» **KUTIPAN TEKS**:

========================================================================

Beberapa jam setelah Ma’am
meninggalkan kelas, kini giliran Pak Amat selaku waka kesiswaan yang turun
tangan, hari ini tuhan benar-benar mengetuk pintu hati orang-orang yang masih
memiliki hati yang kali ini berdampak pada black list dan diskualifikasi
permanen. Sedih jelas sedih 28 oktober kemarin adalah penampilan terbaik dan
terakhir yang bisa kami tampilkan. Haru jelas haru ketika kita berada di posisi
pertama namun tiba-tiba kita terlempar dari sirkuit begitu saja, air mata sudah
tak berguina berpadu haru sedih dan kecewa, andai masalah ini tidak terjadi
sesuai takdir dan skenario Tuhan, betapa bahagianya melihat sorak gembira
ketika pemenang lomba memperingati sumpah pemuda dibacakan. Ketika itu air
mataku benar-benar tak bisa terbendung lagi, lepas begitu saja ketika tahu kami
mendapat nilai tertinggi dan seharusnya menjadi juara 1 dalam lomba tersebut,
tapi sulit dibayangkan masalah ini benar-benar membuat kami tenggelam tanpa
nama, bagaimanapun kami harus terima hasilnya jika nasi sudah menjadi bubur.

========================================================================

» **MATERI YANG DITAMPILKAN**:

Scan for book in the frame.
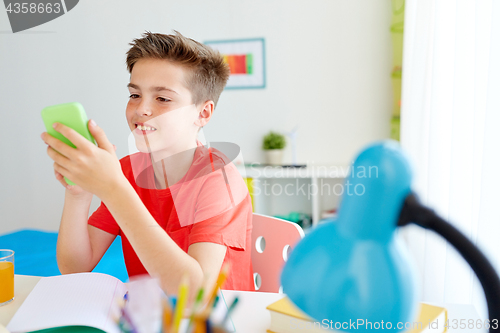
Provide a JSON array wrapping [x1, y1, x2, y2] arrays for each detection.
[[7, 273, 127, 333], [266, 297, 448, 333], [6, 273, 234, 333]]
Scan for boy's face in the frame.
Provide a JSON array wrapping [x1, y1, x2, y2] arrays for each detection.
[[126, 59, 199, 155]]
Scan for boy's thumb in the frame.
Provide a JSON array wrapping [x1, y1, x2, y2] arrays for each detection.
[[89, 119, 115, 153]]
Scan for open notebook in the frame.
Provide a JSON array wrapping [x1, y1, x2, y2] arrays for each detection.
[[7, 273, 234, 333]]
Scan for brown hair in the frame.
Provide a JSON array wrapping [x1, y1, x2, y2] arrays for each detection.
[[127, 30, 230, 106]]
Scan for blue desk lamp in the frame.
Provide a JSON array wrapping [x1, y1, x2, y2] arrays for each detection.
[[281, 140, 500, 332]]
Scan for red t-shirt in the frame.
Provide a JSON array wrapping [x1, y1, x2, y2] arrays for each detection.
[[88, 143, 255, 291]]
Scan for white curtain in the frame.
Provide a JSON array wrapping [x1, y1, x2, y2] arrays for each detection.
[[401, 0, 500, 318]]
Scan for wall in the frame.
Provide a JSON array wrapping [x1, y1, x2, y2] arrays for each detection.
[[0, 0, 391, 233]]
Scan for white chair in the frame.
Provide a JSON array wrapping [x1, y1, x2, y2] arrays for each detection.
[[252, 213, 304, 293]]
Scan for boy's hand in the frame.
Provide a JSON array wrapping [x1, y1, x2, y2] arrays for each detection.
[[42, 120, 126, 199]]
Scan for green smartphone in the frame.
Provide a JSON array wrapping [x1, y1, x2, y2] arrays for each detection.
[[42, 102, 95, 185]]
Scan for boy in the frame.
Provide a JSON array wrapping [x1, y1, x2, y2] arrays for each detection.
[[42, 32, 254, 298]]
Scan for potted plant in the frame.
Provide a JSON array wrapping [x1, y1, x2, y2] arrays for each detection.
[[262, 131, 286, 165]]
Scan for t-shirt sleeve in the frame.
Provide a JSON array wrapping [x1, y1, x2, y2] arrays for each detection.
[[188, 165, 252, 250], [88, 202, 121, 235]]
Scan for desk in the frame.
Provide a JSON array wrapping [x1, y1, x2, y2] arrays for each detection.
[[0, 275, 486, 333]]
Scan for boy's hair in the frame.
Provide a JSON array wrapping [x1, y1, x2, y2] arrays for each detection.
[[127, 30, 230, 107]]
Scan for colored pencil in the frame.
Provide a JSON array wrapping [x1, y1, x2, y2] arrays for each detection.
[[172, 275, 189, 333]]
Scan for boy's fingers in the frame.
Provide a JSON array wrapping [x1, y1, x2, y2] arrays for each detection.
[[42, 130, 75, 157], [47, 146, 69, 173], [88, 119, 116, 153], [53, 123, 92, 150]]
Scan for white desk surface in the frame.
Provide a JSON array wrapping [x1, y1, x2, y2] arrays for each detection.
[[0, 275, 486, 333]]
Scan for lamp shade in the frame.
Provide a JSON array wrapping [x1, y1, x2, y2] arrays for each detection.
[[281, 140, 418, 332]]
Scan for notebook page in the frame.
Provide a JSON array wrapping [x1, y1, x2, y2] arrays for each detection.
[[7, 273, 126, 333]]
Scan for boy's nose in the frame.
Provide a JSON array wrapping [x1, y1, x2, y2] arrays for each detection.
[[135, 105, 153, 116]]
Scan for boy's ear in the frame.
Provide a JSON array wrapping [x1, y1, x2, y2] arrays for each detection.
[[194, 101, 214, 127]]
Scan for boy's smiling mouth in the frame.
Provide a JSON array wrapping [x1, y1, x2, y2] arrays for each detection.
[[134, 123, 156, 135]]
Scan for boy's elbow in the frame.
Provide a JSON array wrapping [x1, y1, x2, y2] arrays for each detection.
[[56, 252, 92, 275]]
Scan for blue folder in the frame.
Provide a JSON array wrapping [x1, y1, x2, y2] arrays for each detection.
[[0, 229, 128, 282]]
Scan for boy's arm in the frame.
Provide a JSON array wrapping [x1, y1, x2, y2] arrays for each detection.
[[101, 183, 226, 298], [42, 120, 225, 300], [57, 190, 116, 274]]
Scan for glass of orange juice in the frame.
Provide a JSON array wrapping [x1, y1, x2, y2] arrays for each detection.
[[0, 250, 14, 306]]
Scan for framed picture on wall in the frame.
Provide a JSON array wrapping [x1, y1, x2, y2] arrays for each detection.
[[205, 38, 266, 89]]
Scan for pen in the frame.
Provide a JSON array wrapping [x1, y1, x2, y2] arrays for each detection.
[[122, 308, 138, 333], [162, 299, 173, 333], [221, 296, 239, 326], [172, 275, 189, 333], [186, 287, 204, 332], [208, 264, 229, 309]]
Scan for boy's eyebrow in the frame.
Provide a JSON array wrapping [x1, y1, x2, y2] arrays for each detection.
[[127, 83, 179, 95]]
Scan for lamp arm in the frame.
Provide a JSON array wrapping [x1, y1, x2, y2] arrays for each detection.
[[398, 193, 500, 332]]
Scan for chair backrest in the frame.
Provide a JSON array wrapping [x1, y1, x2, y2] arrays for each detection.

========================================================================

» **TANTANGAN**: Menurut kutipan teks, siapa yang turun tangan beberapa jam setelah Ma'am meninggalkan kelas?

» **JAWABAN YANG DIHARAPKAN**: Pak Amat, selaku waka kesiswaan.